### TEXT BLOCK
::::
Overestimate your calories. Most dieters underreport the calories they consume by a third and overreport the amount of exercise they do by half, says Foreyt. Keeping an accurate journal allows you to objectively analyze what you’re eating and why. “But even more than that, keeping a record helps you stay committed to your goal,” says Kirschenbaum. When you do guesstimate, round up by a few hundred calories. 

Target weekend calories. A recent study found that on the weekends, we tend to eat about 82 calories more per day than on the weekdays, most of them from fat and alcohol. That doesn’t sound like much, but after a year, it adds up to more than two pounds. Weekends are usually a time to let it all go; but losing weight is a precise numbers game, so you can’t really afford to loosen the reins too much. Skip the extra margarita and find other ways to relax.
::::
### INSTRUCTIONS
1. According to the weight-loss tips, how many more calories per day do we tend to eat on weekends than on weekdays?
2. Please say whether each statement agrees with the weight-loss tips, answering yes or no and quoting the deciding words: (a) Most dieters overreport how much exercise they do by half. (b) When you guess your calories, you should round down. (c) Most of the extra weekend calories come from sugar.
The lines that come next aren't needed.

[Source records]
::::
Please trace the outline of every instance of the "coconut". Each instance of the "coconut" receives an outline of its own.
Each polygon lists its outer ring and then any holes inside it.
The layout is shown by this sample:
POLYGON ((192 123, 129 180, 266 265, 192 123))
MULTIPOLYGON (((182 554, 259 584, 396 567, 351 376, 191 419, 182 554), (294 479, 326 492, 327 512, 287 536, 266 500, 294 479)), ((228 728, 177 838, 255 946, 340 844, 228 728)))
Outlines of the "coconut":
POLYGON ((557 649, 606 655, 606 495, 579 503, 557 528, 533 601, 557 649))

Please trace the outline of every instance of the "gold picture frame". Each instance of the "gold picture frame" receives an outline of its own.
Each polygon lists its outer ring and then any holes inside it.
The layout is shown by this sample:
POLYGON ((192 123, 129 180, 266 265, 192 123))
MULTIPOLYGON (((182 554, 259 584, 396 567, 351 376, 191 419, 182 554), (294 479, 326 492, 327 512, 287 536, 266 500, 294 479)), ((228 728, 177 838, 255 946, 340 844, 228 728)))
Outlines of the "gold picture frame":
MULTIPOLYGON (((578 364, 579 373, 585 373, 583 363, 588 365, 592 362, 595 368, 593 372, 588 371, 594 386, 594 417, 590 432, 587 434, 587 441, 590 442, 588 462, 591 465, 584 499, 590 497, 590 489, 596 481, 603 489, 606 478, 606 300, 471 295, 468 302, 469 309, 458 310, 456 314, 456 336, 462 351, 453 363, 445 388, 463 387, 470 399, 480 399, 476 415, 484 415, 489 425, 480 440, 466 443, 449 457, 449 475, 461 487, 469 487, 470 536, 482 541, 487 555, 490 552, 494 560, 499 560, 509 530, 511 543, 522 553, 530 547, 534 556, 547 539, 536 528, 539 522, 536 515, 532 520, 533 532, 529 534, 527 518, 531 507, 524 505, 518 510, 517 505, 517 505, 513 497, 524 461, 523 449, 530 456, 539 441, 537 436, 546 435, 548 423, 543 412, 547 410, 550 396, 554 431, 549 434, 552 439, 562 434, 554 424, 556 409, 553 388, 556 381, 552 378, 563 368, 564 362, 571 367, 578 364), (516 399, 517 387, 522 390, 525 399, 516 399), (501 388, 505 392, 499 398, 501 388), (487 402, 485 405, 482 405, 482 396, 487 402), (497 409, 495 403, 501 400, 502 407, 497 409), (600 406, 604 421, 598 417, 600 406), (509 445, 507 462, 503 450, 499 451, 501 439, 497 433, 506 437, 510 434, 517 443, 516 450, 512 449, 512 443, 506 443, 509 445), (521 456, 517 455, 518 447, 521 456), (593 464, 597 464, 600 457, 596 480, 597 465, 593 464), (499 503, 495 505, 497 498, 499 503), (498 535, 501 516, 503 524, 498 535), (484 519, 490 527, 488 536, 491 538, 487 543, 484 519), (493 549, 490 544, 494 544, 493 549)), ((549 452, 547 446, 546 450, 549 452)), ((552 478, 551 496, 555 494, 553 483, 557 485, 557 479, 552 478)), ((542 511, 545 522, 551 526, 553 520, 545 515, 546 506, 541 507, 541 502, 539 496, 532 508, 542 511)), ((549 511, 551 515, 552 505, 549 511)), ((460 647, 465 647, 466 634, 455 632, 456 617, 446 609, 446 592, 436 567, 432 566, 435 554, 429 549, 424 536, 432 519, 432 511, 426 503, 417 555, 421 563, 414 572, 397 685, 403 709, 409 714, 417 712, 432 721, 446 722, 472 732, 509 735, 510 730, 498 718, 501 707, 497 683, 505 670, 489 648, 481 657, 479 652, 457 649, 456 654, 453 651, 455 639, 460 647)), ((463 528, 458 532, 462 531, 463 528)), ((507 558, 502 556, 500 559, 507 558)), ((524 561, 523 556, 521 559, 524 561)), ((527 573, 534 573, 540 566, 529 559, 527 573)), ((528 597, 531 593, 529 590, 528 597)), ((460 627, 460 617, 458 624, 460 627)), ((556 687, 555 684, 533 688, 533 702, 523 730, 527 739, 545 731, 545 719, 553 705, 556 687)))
::::
### PROBLEM SOLUTIONS
1. About 82 calories more per day.

2.
(a) Yes: "overreport the amount of exercise they do by half"
(b) No: "round up by a few hundred calories"
(c) No: "most of them from fat and alcohol"